Extracted text →
'''

= Käte van Tricht =

German musician

Käte van Tricht (October 22, 1909 – July 13, 1996), was a German organist, pianist, harpsichordist, and pedagogue.

== Life ==
Käte van Tricht was born in Berlin. She was raised in Bremen, where her mother encouraged her not only to take piano lessons, but also to join the Domchor at Bremen Cathedral at age eight. Van Tricht held her first position as organist at age 19 at the Alte Waller Kirche in Bremen-Walle, and in 1930 obtained master's degrees in piano and organ performance at Bremen Conservatory (Staatliche Privatmusiklehrer-Prüfung).

'''

Data excerpts →
'''

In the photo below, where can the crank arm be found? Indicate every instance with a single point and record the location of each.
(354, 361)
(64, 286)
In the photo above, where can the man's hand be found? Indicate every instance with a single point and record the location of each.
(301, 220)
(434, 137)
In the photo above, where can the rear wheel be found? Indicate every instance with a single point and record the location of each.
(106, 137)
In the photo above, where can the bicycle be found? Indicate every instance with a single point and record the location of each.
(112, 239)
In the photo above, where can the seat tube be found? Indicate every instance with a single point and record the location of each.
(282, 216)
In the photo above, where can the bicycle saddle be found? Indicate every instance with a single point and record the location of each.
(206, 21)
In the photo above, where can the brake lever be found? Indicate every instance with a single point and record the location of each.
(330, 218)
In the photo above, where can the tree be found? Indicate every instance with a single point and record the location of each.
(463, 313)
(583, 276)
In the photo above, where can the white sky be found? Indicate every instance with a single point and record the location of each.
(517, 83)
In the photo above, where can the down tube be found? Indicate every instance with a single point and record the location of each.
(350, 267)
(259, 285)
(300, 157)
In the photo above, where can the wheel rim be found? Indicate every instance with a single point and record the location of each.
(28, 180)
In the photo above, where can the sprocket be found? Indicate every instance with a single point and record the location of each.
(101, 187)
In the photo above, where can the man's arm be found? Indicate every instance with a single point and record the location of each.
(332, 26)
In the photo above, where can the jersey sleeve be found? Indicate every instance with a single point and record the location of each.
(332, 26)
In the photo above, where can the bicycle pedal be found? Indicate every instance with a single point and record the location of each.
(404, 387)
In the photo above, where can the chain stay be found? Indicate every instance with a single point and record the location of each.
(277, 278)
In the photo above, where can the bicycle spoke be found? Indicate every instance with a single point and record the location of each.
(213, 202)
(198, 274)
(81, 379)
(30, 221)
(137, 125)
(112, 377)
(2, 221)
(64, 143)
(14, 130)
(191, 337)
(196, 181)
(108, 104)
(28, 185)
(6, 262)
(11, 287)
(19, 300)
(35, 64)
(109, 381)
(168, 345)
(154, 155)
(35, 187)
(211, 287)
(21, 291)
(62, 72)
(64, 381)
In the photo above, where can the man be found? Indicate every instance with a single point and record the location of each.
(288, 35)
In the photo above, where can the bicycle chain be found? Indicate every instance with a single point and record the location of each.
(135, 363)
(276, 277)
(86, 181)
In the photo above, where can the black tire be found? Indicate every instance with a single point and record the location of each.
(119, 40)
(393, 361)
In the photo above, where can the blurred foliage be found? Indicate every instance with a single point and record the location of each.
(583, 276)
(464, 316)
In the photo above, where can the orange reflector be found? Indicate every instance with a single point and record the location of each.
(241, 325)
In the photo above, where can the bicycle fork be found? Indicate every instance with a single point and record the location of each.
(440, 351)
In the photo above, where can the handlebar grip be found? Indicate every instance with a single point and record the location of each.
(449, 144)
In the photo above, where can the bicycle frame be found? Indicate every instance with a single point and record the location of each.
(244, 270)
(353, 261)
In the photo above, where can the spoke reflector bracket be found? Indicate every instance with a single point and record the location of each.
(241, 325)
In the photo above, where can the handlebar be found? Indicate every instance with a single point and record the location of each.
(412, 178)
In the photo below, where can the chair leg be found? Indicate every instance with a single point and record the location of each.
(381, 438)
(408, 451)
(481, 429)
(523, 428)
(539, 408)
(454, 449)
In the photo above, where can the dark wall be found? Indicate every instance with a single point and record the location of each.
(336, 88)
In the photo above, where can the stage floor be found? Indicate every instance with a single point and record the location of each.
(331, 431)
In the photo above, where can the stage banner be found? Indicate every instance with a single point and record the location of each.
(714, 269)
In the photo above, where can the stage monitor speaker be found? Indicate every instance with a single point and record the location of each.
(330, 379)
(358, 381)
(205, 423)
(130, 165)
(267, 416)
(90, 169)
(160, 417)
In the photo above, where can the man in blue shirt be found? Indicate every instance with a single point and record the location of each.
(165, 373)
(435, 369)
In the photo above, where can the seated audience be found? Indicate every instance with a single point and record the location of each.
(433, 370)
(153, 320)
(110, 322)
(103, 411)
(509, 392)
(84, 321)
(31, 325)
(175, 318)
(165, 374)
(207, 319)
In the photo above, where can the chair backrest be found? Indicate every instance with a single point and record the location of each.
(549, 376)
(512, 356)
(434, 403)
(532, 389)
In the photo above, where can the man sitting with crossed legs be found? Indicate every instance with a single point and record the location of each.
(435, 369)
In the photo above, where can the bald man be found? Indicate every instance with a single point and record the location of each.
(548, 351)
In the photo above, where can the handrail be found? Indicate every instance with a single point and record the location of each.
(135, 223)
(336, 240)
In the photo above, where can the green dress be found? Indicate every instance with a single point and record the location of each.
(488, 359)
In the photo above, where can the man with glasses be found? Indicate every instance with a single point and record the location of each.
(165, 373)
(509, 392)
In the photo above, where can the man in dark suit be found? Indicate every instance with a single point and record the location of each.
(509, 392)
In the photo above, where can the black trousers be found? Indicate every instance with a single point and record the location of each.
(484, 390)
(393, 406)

'''

Output the stretch of the Käte van Tricht text from "German musician" through "Conservatory (Staatliche Privatmusiklehrer-Prüfung).", copied word for word.

German musician

Käte van Tricht (October 22, 1909 – July 13, 1996), was a German organist, pianist, harpsichordist, and pedagogue.

== Life ==
Käte van Tricht was born in Berlin. She was raised in Bremen, where her mother encouraged her not only to take piano lessons, but also to join the Domchor at Bremen Cathedral at age eight. Van Tricht held her first position as organist at age 19 at the Alte Waller Kirche in Bremen-Walle, and in 1930 obtained master's degrees in piano and organ performance at Bremen Conservatory (Staatliche Privatmusiklehrer-Prüfung).